● Activity
Every entry should be transcribed word for word, so that nothing is missing.
╭─ Extracted records
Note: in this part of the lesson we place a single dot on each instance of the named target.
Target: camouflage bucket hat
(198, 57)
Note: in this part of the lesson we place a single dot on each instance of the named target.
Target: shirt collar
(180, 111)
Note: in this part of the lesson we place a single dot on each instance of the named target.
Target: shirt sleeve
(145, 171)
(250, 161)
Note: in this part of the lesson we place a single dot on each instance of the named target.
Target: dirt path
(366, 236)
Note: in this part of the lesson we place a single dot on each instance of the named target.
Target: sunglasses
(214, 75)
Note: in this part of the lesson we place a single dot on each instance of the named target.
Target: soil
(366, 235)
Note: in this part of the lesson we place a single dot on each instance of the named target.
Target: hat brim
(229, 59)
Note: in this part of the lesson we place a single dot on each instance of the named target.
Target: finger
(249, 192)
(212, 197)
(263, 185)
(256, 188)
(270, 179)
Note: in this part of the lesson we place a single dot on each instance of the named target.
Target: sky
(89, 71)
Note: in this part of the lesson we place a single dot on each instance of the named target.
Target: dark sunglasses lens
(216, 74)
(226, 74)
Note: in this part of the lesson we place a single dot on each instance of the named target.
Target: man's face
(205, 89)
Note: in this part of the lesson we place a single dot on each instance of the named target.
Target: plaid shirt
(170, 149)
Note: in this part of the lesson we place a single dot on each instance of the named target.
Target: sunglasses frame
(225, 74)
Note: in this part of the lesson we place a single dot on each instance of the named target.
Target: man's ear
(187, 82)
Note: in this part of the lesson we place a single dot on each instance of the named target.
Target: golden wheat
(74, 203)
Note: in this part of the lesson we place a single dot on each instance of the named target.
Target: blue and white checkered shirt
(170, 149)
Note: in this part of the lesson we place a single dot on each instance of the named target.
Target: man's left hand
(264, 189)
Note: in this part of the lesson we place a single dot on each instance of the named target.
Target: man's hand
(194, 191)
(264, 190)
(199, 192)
╰─
● Result of this task
Note: in this part of the lesson we place a single dot on each instance of the named target.
Target: camouflage bucket hat
(198, 57)
Note: in this part of the lesson we place a single dot on each instance of the named target.
Target: shirt collar
(180, 111)
Note: in this part of the lesson we place a single dot on each instance of the named target.
Target: shirt sleeve
(145, 171)
(250, 161)
Note: in this part of the lesson we place a single dot on each instance of the named target.
Target: dirt path
(366, 236)
Note: in this part of the lesson we place a single dot on each instance of the named target.
Target: sunglasses
(214, 75)
Note: in this part of the lesson we place a single dot on each instance of the named target.
Target: soil
(366, 235)
Note: in this part of the lesson we place a single dot on each instance of the named target.
Target: hat brim
(229, 59)
Note: in this part of the lesson we place a single dot on each instance of the named target.
Target: finger
(249, 192)
(212, 197)
(263, 185)
(256, 188)
(270, 179)
Note: in this part of the lesson we place a single dot on each instance of the named target.
Target: sky
(89, 71)
Note: in this part of the lesson we place a single dot on each instance of the named target.
Target: dark sunglasses lens
(216, 74)
(226, 74)
Note: in this part of the lesson we place a single dot on each instance of the named target.
Target: man's face
(205, 89)
Note: in this part of the lesson we place a single dot on each instance of the named target.
Target: plaid shirt
(170, 149)
Note: in this part of the lesson we place a single dot on each instance of the named target.
Target: sunglasses frame
(225, 74)
Note: in this part of the lesson we place a single dot on each instance of the named target.
Target: man's ear
(187, 82)
Note: in this part of the lesson we place a single dot on each instance of the named target.
Target: golden wheat
(74, 203)
Note: in this part of the lesson we place a single dot on each instance of the named target.
Target: blue and white checkered shirt
(170, 149)
Note: in this part of the lesson we place a single dot on each instance of the named target.
Target: man's left hand
(264, 189)
Note: in this part of the lesson we place a single dot on each instance of the named target.
Target: man's hand
(194, 191)
(264, 190)
(199, 192)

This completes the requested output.